▶ **SELECTED TEXT**
In my work as a couple’s therapist, I often hear comments such as the following:
Why doesn’t he ever give me gifts? Why can’t she give me the encouragement that I need? What will it take for him to do his share of the chores at home? It would be nice to hear that she appreciates me.
These individuals are not just filing complaints with their partners. They are sincerely puzzled as to why their loved ones do not demonstrate love in ways that seem so obvious to them. The source of this disappointment is usually a misunderstanding about which different expressions of love are most important to their partners, and vice versa. Each of us has our own expectations and ways of expressing love due to our different life experiences.
Ways We Express Love
The six general expressions of love are, in no particular order:
- Spending time together
- Giving/receiving gifts
- Words of encouragement or belief in each others' abilities
- Helpful behaviors
- Physical affection
- Words of caring or appreciation
This topic was the subject of a book, The Five Love Languages, by Gary Chapman. Due to his theological background, Dr. Chapman uses biblical references in his writing on the subject, but here I will discuss the topic within a secular context.
Let’s take one example of how an expression of love may have a very different meaning to the giver vs. the receiver. Many of us can remember how wonderful it was to have the complete attention of a parent when we were children, even it was for just an hour or two. It may have been time playing outdoors, a special shopping trip, cooking together, watching TV together, or just having time to talk. Your appreciation of that time together might lead you to prioritize such shared activities as expressions of love.
In contrast, your significant other might be looking for a very different sign of love. He may be feeling a greater need for words of encouragement from you. He may not ask you for such encouragement because he assumes that you know what he needs and that you are just unwilling or unable to give love in that way. As a result of not receiving this type of love from you, he may feel less loved by you.
Moving Toward a Resolution
Many of the individuals with whom I have worked have indicated that they and their partner have different ideas about what constitutes an expression of love. This is usually because they assume that the other person needs or wants the same expressions of love that they desire.
A female client of mine stated she wished that her husband would hold her hand more often as they walked together. Her husband did not realize how much that meant to her, and it took effort from him to remember to do so. After understanding the importance of telling each other what they needed, he was able to ask for words of caring from her. That was something that she was not in the habit of saying, but was willing to do for him when she understood its importance.

▶ **PROVIDED MATERIAL**

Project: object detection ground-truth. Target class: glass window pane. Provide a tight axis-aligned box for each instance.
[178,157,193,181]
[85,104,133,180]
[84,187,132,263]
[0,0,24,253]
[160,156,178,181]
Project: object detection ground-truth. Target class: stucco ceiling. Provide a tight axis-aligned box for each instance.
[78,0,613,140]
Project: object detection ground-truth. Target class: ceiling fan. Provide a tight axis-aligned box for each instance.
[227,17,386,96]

▶ **TASKS AND EXERCISES**
1. Which book by Gary Chapman does the piece on expressions of love between partners name as covering this topic?
2. Carry on the piece on expressions of love between partners, picking up after its last sentence.

▶ **OUTPUTS BY TASK**
1. The Five Love Languages

2.
If you have a conversation with your loved one on this topic, you have a much greater chance of giving each other what each of you really needs to feel loved. And, since “not feeling loved “ has been cited in research (Gottman,1999) as a major underlying cause of separation/divorce, this is a conversation worth having.
Following are some simple guidelines for beginning this conversation with your partner.
- Identify what your partner does to express caring, and let him/her know that you recognize and appreciate that action.
- Identify what you are doing now (they may not realize that you were doing this with intent) and tell her/him that this is one way that you express your love.
- Ask your partner what he or she most needs as a sign of love from you. You may have to list the six expressions of love, in order to get the conversation going.
- Tell your partner what you most need, and suggest that both of you make an effort to give more of what the other needs.
- Lastly, always thank the other person for making the efforts to change behavior in ways that improve your relationship. Positive reinforcement is well-known to be the best way to encourage behavioral change.
You may be surprised by what you learn about yourself, as well as your partner, when you begin the conversation suggested here. But then, isn’t loving someone one of the ways that we discover our true selves?
Chapman, G. 1992. The Five Love Languages. The Secret to Love that Lasts. Northfield Publishing, Chicago.
Gottman, J. 1999. The Marriage Clinic. A Scientifically-based Marital Therapy. W.W. Norton & Co. New York.